* [ACTIVIDAD 1]
Según el texto sobre la ley de Memoria democrática, ¿cuál era el mayor rango de edad de los españoles en la década 2010 y 2020?
* [ACTIVIDAD 2]
Enumera todas las personas que aparecen mencionadas por su nombre en el texto sobre la ley de Memoria democrática.
* [ACTIVIDAD 3]
Transcribe sin cambios el pasaje del texto sobre la ley de Memoria democrática que comienza con "Con monumento o" y sigue hasta "que realmente desazonan.".

* [FRAGMENTO DEL TEXTO]

↓

Solo los talibanes han tenido la insania de destruir grandiosas obras de arte en Afganistán, basándose en un fanatismo más ideológico que religioso. Temen algunos que en España se está a punto de llevar a cabo, con la aplicación de la ley de Memoria democrática -antes Memoria histórica- alguna tropelía artística de parecido calado, tildada previamente de franquista. Apelar, a estas alturas de la historia, a un régimen felizmente superado con una ejemplar transición democrática hace ya más de cuatro décadas, es cuando menos inquietante. Más si tenemos en cuenta que el mayor rango de edad de los españoles en la década 2010 y 2020 era de entre 40 y 44 años, lo que significa que nacieron después de la muerte de Franco.

Con monumento o sin él, la creación de una Comisión de la Verdad y de la Reconciliación, como se hizo en la Sudáfrica de Nelson Mandela, hubiera contribuido a cerrar unas heridas que todavía supuran, a pesar del tiempo transcurrido

A algunos les huelen estas maniobras a revanchismo innecesario, si no fuera -que también- una densa cortina de humo para soslayar problemas de más envergadura que preocupan a la inmensa mayoría de la población española: subida de precios, paro -sobre todo juvenil-, salarios precarios, vivienda, sanidad, educación, demografía, despoblación rural, violencia machista, etc. Son estos asuntos reconocibles y acuciantes los que realmente desazonan.

Creo, por eso, que nuestros dirigentes políticos deberían acometerlos sin subterfugios ni escapismos. Cada día y en cada hora de sus reuniones parlamentarias. Es muy fácil y cómodo reescribir la historia, según los intereses políticos del momento, cuando en realidad la historia es materia fundamental de los historiadores. Las relecturas, revisiones y acomodaciones del pasado solo sirven para distraer y remodelar los comportamientos de algunos estudiantes a quienes se les brindan títulos académicos en los centros públicos sin haber aprobado todas las asignaturas. Dejarán de ser, glosando a Miguel de Unamuno, “templos de la inteligencia”. Aseguró también este gran filósofo y humanista: “Solo el que sabe es libre, y más libre el que más sabe”.

↑

* [FILAS PROPORCIONADAS]
↓

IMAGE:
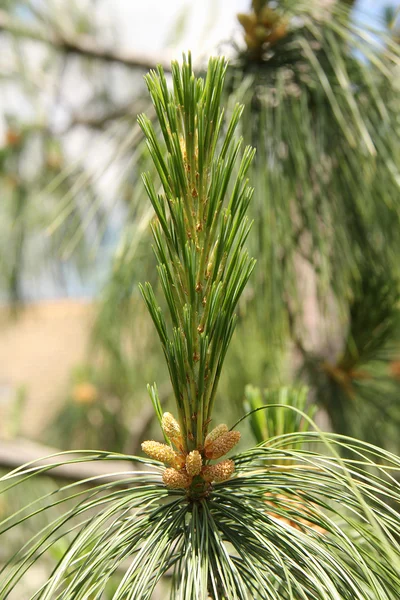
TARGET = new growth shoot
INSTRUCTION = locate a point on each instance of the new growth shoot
(200, 230)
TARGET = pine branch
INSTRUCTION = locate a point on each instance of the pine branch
(199, 242)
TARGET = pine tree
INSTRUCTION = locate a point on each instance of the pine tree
(281, 520)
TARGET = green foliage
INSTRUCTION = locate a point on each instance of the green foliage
(278, 420)
(199, 243)
(296, 521)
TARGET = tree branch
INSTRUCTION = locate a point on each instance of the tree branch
(82, 45)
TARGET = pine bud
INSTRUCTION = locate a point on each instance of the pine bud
(170, 426)
(175, 480)
(194, 462)
(159, 451)
(222, 445)
(220, 472)
(215, 433)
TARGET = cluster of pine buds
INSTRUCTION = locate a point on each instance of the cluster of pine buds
(182, 467)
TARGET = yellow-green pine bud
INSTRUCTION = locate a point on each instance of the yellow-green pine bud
(194, 462)
(170, 426)
(176, 480)
(220, 472)
(159, 451)
(222, 445)
(215, 433)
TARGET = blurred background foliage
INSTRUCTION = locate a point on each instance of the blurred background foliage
(320, 84)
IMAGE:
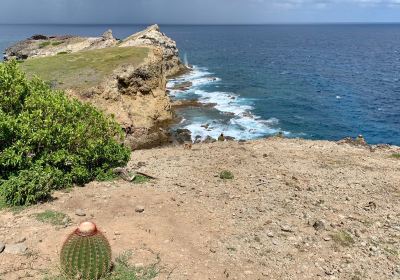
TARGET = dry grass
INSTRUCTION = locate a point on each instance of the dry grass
(83, 69)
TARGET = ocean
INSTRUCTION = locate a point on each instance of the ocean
(310, 81)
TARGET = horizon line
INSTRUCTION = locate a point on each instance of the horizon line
(217, 24)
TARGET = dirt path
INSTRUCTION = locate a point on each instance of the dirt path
(296, 209)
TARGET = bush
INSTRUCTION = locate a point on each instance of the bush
(48, 141)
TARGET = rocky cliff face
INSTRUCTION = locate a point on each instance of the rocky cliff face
(41, 46)
(135, 95)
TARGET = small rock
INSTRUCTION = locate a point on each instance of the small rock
(65, 221)
(286, 228)
(139, 265)
(80, 213)
(21, 240)
(16, 249)
(139, 209)
(319, 225)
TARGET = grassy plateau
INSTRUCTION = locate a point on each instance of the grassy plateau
(82, 69)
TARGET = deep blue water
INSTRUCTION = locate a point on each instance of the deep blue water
(311, 81)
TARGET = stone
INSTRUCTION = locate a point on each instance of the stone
(16, 249)
(139, 209)
(183, 135)
(286, 228)
(80, 213)
(319, 225)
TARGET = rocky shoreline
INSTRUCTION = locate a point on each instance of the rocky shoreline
(135, 94)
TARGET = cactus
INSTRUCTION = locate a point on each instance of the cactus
(86, 254)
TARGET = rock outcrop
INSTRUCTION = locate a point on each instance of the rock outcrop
(42, 45)
(135, 95)
(153, 37)
(137, 98)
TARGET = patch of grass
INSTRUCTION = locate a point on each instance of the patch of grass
(83, 69)
(52, 217)
(392, 252)
(122, 271)
(343, 238)
(140, 179)
(44, 44)
(226, 175)
(13, 209)
(3, 204)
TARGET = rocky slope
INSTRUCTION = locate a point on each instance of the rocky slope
(295, 209)
(134, 94)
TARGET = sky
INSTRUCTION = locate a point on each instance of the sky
(198, 11)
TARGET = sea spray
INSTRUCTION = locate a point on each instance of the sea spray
(229, 114)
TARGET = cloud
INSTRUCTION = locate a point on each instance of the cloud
(197, 11)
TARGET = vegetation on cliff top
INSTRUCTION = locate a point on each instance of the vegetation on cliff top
(48, 141)
(83, 69)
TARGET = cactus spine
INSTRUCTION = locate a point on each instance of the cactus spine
(86, 253)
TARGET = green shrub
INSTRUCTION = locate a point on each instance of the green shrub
(48, 141)
(53, 217)
(226, 175)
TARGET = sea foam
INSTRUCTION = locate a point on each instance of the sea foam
(236, 118)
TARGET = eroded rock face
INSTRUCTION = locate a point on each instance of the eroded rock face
(153, 37)
(42, 45)
(137, 98)
(135, 95)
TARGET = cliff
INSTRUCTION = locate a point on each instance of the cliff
(125, 78)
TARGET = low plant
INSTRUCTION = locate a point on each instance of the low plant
(53, 217)
(226, 175)
(44, 44)
(122, 270)
(48, 141)
(86, 254)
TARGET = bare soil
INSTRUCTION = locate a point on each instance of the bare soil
(296, 209)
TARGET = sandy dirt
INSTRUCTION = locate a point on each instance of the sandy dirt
(296, 209)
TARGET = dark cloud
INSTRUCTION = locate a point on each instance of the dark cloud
(196, 11)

↑

* [RESPUESTA 1]
Entre 40 y 44 años.

* [RESPUESTA 2]
Franco, Nelson Mandela y Miguel de Unamuno.

* [RESPUESTA 3]
Con monumento o sin él, la creación de una Comisión de la Verdad y de la Reconciliación, como se hizo en la Sudáfrica de Nelson Mandela, hubiera contribuido a cerrar unas heridas que todavía supuran, a pesar del tiempo transcurrido

A algunos les huelen estas maniobras a revanchismo innecesario, si no fuera -que también- una densa cortina de humo para soslayar problemas de más envergadura que preocupan a la inmensa mayoría de la población española: subida de precios, paro -sobre todo juvenil-, salarios precarios, vivienda, sanidad, educación, demografía, despoblación rural, violencia machista, etc. Son estos asuntos reconocibles y acuciantes los que realmente desazonan.